(TASK STATEMENT) Edit these lines by replacing "leaf" with "petal" and leaving everything else as it is. Omit the pictures from your answer.

(DATA IN THIS EXERCISE)
## Start

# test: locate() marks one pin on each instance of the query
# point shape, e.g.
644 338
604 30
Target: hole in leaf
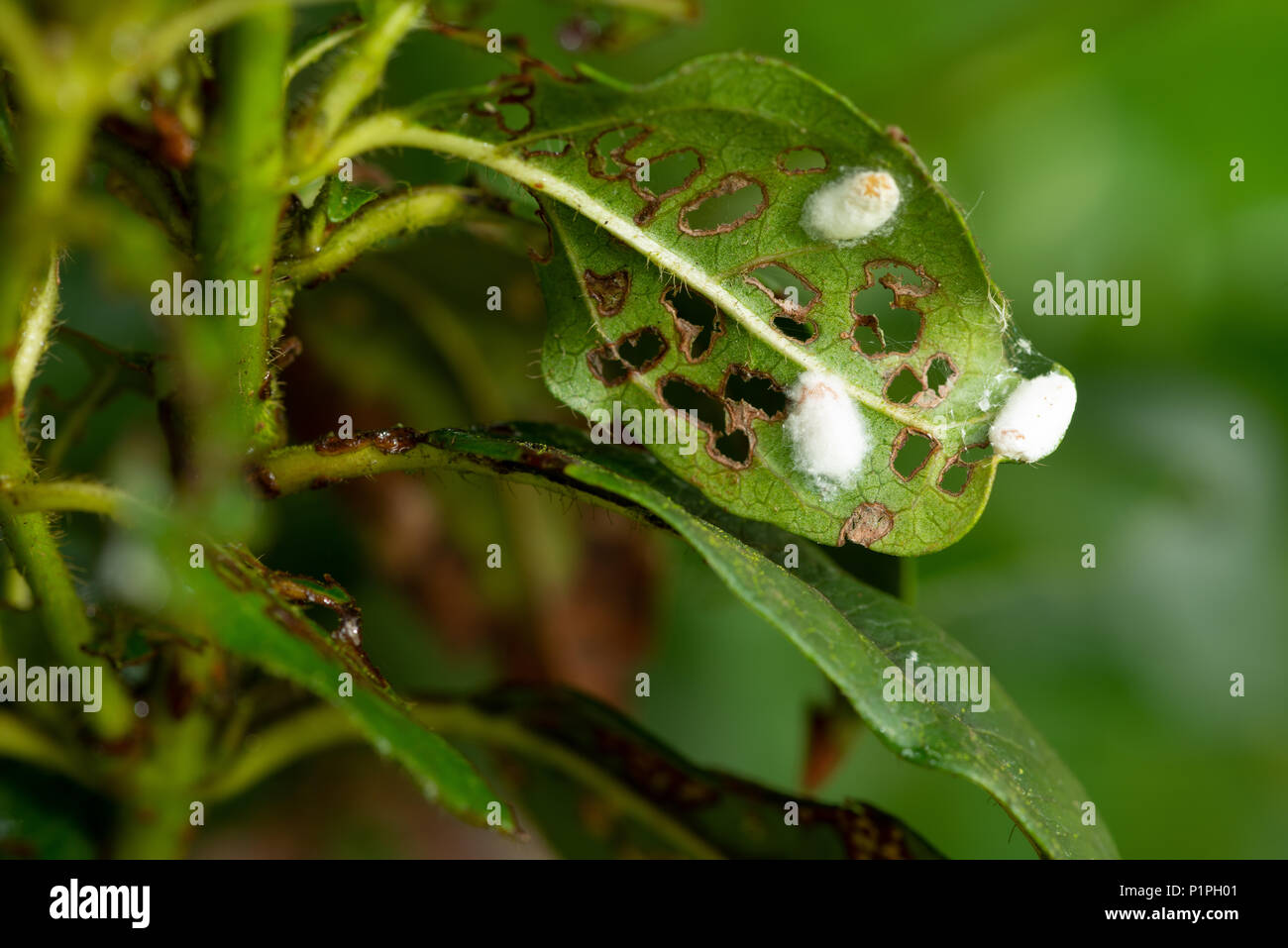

## End

(THE COMPLETED TASK)
# test: locate() marks one pin on each instance of the query
# point shape, e.g.
644 338
604 30
Target: hole in petal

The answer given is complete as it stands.